[TASK MATERIAL]

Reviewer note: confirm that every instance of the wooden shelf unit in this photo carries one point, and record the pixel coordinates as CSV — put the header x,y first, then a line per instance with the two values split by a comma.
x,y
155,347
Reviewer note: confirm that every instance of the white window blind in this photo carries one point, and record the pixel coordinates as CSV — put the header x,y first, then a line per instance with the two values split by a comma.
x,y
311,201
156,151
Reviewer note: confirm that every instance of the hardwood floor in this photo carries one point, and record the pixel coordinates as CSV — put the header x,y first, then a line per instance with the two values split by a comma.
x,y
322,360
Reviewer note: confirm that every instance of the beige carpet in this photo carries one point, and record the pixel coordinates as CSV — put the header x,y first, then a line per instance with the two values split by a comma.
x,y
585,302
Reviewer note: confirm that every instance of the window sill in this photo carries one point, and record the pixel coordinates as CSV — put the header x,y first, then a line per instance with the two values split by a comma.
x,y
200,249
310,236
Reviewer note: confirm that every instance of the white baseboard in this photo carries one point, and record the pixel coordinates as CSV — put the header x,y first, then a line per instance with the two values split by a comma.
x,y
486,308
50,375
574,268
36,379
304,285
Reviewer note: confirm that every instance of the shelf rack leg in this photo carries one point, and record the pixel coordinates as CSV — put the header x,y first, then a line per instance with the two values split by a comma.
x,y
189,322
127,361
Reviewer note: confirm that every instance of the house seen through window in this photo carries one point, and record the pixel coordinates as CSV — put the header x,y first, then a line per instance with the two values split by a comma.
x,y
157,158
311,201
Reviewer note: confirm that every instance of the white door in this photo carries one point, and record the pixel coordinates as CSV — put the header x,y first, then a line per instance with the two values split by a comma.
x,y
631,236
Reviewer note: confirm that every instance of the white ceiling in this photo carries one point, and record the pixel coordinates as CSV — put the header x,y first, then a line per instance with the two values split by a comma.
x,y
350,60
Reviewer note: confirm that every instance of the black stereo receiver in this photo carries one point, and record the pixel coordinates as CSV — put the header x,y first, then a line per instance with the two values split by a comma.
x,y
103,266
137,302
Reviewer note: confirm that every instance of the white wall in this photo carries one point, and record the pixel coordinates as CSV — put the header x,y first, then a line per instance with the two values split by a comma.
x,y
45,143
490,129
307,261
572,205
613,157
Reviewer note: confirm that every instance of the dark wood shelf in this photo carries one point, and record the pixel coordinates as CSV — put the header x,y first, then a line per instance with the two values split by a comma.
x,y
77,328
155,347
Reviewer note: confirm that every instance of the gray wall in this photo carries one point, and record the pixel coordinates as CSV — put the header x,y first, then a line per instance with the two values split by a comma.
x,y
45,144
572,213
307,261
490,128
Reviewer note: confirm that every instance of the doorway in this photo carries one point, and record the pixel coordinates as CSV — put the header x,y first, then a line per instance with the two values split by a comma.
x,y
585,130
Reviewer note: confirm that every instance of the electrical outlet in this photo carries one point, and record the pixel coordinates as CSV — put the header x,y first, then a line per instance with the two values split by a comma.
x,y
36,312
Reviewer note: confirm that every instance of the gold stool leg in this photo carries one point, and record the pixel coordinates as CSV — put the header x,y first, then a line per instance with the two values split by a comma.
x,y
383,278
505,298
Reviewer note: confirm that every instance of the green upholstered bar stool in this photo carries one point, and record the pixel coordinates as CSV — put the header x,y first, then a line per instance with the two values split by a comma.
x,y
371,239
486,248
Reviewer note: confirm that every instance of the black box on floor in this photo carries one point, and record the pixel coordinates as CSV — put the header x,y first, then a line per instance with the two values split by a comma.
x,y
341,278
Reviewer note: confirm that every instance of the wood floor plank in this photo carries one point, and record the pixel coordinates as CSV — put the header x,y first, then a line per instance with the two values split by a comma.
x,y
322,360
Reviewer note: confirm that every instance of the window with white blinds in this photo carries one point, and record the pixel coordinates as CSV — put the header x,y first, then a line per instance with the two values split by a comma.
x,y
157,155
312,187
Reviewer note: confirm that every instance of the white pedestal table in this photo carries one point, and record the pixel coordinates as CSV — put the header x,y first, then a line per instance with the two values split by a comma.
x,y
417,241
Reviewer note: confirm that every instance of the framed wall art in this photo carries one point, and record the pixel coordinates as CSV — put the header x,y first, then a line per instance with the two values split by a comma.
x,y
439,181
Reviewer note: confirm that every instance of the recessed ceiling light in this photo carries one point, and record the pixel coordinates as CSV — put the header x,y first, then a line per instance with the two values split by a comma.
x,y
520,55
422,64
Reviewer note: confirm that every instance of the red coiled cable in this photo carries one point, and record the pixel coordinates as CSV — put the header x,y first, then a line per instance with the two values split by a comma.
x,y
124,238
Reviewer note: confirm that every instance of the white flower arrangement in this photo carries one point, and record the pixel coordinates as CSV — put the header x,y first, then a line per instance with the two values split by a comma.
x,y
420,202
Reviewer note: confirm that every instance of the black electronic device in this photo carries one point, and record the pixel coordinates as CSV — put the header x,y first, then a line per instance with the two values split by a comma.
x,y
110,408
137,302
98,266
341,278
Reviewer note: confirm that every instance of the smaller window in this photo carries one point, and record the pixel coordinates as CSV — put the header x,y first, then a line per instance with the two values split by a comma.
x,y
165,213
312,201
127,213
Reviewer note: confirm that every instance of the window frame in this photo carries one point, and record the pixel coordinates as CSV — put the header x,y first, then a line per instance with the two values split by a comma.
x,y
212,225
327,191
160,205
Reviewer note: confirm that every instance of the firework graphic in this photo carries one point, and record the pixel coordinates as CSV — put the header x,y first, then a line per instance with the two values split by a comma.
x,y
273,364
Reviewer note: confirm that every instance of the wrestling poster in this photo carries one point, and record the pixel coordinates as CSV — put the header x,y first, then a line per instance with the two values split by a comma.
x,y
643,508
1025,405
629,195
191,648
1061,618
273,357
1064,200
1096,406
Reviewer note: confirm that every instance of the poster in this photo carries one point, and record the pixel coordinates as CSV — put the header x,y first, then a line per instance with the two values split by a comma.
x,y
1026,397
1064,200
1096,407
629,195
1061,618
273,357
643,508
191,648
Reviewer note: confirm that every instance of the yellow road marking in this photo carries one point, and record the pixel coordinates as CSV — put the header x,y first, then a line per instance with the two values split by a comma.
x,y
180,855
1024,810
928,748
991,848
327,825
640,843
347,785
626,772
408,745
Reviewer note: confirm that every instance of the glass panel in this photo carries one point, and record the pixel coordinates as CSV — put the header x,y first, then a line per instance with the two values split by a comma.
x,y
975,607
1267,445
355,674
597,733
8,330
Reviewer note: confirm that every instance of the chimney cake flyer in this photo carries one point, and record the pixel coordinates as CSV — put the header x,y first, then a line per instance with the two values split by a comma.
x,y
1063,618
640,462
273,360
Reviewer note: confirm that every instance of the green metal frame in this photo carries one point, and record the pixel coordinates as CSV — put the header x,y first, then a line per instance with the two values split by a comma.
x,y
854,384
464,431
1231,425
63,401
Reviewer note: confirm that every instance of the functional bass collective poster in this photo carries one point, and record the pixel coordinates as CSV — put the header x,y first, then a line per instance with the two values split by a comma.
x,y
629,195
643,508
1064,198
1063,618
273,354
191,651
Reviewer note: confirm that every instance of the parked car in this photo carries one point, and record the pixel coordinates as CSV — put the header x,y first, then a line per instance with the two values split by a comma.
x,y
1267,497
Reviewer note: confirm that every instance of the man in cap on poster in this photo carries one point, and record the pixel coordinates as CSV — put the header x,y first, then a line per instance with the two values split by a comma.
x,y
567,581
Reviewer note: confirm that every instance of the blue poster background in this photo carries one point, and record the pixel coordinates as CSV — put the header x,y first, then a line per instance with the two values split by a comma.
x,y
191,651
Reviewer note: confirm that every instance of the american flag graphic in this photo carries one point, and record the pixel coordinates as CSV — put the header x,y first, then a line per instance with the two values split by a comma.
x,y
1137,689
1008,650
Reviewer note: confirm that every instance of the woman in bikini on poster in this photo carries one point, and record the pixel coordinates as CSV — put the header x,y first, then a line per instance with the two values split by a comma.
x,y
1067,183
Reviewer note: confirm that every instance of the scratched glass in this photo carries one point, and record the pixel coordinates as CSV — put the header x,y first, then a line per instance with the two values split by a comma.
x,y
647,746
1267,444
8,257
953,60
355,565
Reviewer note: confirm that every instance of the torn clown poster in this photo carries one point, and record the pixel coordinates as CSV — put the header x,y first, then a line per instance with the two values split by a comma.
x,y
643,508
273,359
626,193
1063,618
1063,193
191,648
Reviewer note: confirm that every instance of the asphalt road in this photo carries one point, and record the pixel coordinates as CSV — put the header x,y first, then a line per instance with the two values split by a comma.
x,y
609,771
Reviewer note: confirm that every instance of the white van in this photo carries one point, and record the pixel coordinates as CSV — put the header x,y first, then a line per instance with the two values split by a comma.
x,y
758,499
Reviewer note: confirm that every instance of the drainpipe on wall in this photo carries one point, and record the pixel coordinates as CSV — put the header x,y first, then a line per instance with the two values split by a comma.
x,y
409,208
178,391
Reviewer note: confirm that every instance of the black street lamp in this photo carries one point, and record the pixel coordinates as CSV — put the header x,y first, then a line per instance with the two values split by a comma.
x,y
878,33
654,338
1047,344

[BRIEF] The required result is an exact repeat of the records above from the line containing "Reviewer note: confirm that every instance of the black street" to their final line.

[EXERCISE SOLUTION]
Reviewer note: confirm that every instance of the black street lamp in this photo carries one point, and record the pixel coordinates as CSV — put the header x,y first, then a line per instance with the two values split by a comma.
x,y
878,33
654,338
1047,344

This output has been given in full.